To do → Everything in the entries except the pictures must be repeated exactly.

################

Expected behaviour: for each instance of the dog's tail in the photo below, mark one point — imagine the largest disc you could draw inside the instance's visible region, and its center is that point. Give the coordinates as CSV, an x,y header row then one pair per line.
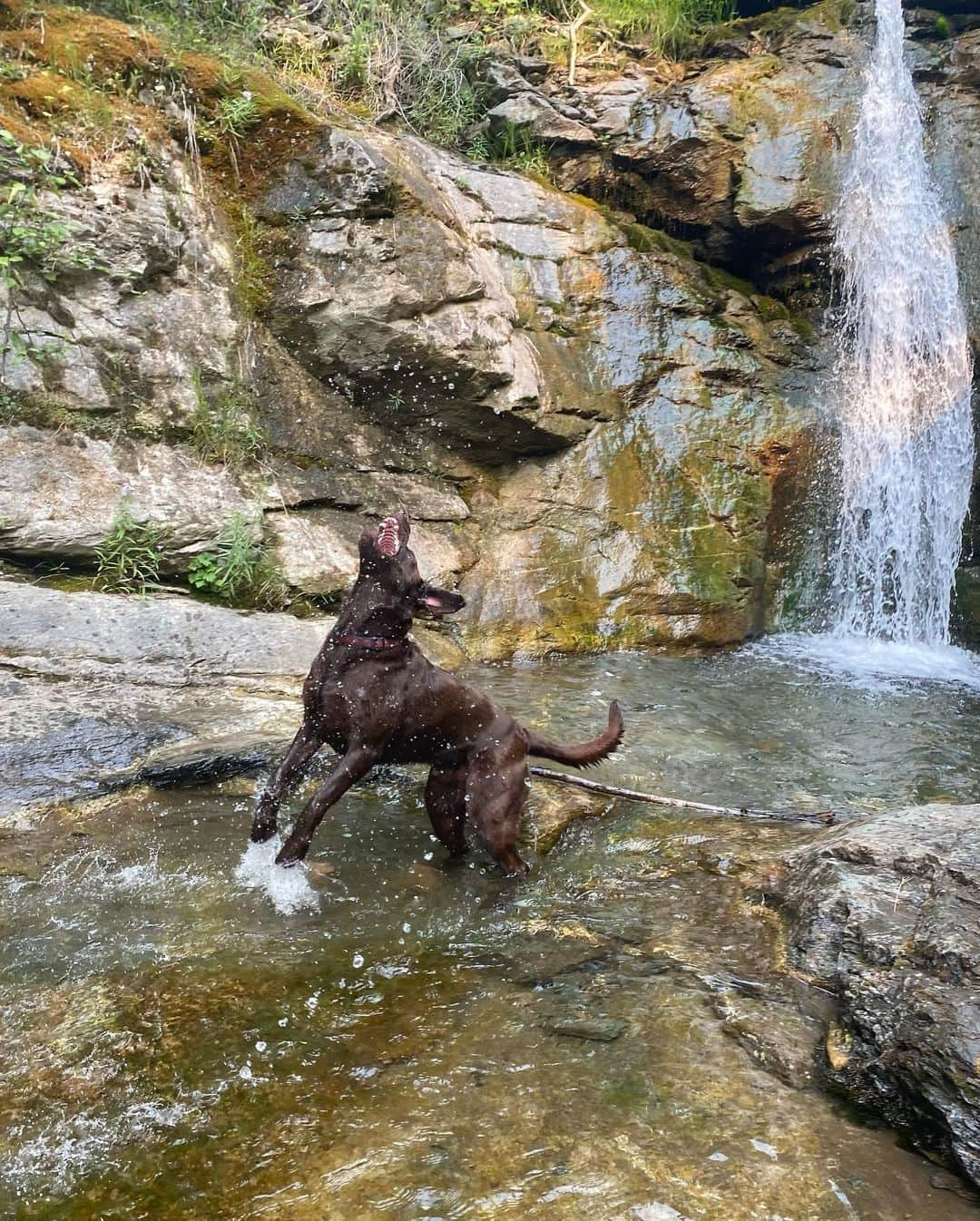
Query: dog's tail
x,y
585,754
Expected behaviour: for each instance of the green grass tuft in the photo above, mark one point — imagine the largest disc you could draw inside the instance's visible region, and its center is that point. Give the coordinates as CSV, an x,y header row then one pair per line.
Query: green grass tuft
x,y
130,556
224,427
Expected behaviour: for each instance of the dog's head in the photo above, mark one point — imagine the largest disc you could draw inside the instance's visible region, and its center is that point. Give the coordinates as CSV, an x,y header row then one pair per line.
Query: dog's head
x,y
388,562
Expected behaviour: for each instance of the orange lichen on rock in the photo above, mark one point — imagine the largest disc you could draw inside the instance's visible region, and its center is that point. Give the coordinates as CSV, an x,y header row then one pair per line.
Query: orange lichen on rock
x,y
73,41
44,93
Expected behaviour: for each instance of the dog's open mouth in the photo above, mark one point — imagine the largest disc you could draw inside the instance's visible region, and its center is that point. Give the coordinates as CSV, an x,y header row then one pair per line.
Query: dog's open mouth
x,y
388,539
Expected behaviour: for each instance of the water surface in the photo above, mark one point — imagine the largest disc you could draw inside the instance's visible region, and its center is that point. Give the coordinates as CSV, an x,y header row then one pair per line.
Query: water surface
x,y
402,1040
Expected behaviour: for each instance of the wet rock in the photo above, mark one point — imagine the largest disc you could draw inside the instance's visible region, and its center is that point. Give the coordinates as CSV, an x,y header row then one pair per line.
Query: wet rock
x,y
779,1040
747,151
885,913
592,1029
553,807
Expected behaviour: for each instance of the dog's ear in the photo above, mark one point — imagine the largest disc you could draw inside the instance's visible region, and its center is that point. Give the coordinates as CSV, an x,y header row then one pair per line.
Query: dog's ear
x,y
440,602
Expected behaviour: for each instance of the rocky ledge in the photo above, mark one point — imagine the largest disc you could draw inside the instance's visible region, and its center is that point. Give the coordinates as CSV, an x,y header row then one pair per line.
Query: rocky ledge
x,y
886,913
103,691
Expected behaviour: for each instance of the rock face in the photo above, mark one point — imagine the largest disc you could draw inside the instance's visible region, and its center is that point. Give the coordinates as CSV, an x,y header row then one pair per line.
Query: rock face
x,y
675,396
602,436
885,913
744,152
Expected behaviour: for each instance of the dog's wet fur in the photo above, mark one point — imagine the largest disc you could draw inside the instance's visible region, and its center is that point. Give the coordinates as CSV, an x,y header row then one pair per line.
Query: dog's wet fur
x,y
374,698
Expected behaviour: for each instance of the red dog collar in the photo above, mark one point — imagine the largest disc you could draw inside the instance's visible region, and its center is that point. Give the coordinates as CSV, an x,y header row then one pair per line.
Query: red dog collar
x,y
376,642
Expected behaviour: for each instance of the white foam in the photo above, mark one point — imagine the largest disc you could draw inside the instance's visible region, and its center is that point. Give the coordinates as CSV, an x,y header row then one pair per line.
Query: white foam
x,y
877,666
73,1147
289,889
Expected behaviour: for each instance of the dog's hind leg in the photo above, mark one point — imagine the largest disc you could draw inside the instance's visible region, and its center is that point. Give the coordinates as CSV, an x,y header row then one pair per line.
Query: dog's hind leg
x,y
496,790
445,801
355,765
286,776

################

The completed task →
Expected behaviour: for each instance of the dog's tail in the photo below, mark one point — imagine the largest disc you could draw inside the instance's visible region, and its center is that point. Give the coordinates as CSV, an x,y header row then one pair per line.
Query: dog's tail
x,y
585,754
Expected behaviour: for each instance of the green grass tuft in the photo above, mark one point — imagine the largest disc you could draw inside the instance's visible region, and its center is that point. Give the coordinates as CSV, an x,y header row then one pair per line.
Query: green grass tuft
x,y
130,556
224,427
Expected behaviour: for each instance of the dog's head in the photo above, mark one point — imagine the largest disc you could draw inside the instance's visible region, and its center is that point. Give the coordinates as CSV, an x,y header row then one pair per line.
Query: dog's head
x,y
388,562
Expected behaviour: for each instance of the orange lichen on rock in the photo above, mark one point — imagine the largest disc you could draw inside the instance's visible region, and its center is that point. Give the coordinates as CSV, an x,y header row then one pair per line.
Query: orange lichen on rock
x,y
73,41
44,93
Expected behaviour: for each instance of the dog's open mouth in the photo above, mark one point — imagine the largest disc you could draw inside the instance's visible region, and its center is that point. Give the coordinates as CSV, an x,y header row then one pair per line.
Query: dog's open mouth
x,y
388,539
Expected behaviour: for each instance of the water surface in the photo above, mark one point — imagine the largest disc you could draw inside the instance's visible region, and its center is that point. Give the coordinates as CSV, an x,y header row then one pair per line.
Query: water surface
x,y
402,1040
Expected behaviour: for each instance of the wet rock in the photo above, mark one point — imagine the largest disc you could draw inside the instance's visible region, and its center is that point. Give the coordinates as CSV, an x,y header row then one pair per line.
Query: wet rock
x,y
779,1040
747,151
885,913
592,1029
553,807
Expected behaviour: for each instance of the dog's ear in the photo above, mark one point — imagine the largest disc you could draw inside the instance's visible region, and its center is that point. Give the coordinates as CSV, an x,y header row then one pair per line.
Query: dog's ear
x,y
440,602
Expected behaviour: for each instance of the rocky ledge in the photo above, mark one point — imagine the largest disc you could draw inside the instance's visible region, and its center is that point. Give the coordinates as CSV, an x,y header row then one pair per line.
Query: rocky ledge
x,y
886,913
103,691
Expected behaviour: for each instance of the rock face in the photo above, mark one point — imagine the largest disc you could draw inside the instance's visible region, and its center is that point. Give the coordinates as CSV, an x,y header row then one pair per line.
Query: rock face
x,y
675,396
602,436
885,913
744,152
Expected behaviour: for each instance of the dog's wet fur in the photo above, mark one point — imagine the largest disc you could draw inside the instance's visible region, and its center is that point. Give the coordinates as CSV, an x,y header row then one pair per line.
Query: dog's wet fur
x,y
374,698
Expected behaviour: for each instance of the red dog collar in the photo above, mark one point — imagine the largest disc you could draw inside the instance's visible region, and its center is that point. Give the coordinates as CSV, an x,y header row then one pair per line.
Query: red dog collar
x,y
376,642
Expected behaviour: for each instance of the white foam in the photo above, mark one point — imagine the largest disc you could draw inside the instance's visible region, and its center is that point. Give the coordinates as CSV, an x,y header row then one pair per line.
Query: white foam
x,y
877,666
73,1147
289,889
Expected behaviour: for each instance of the dog's hind leg in the photo above, mark one point — imagine the largest disc you could draw inside the instance's visible region, and its center is that point. Give the coordinates as CSV, an x,y header row then one pair per line.
Query: dog's hind leg
x,y
496,790
445,801
355,765
286,776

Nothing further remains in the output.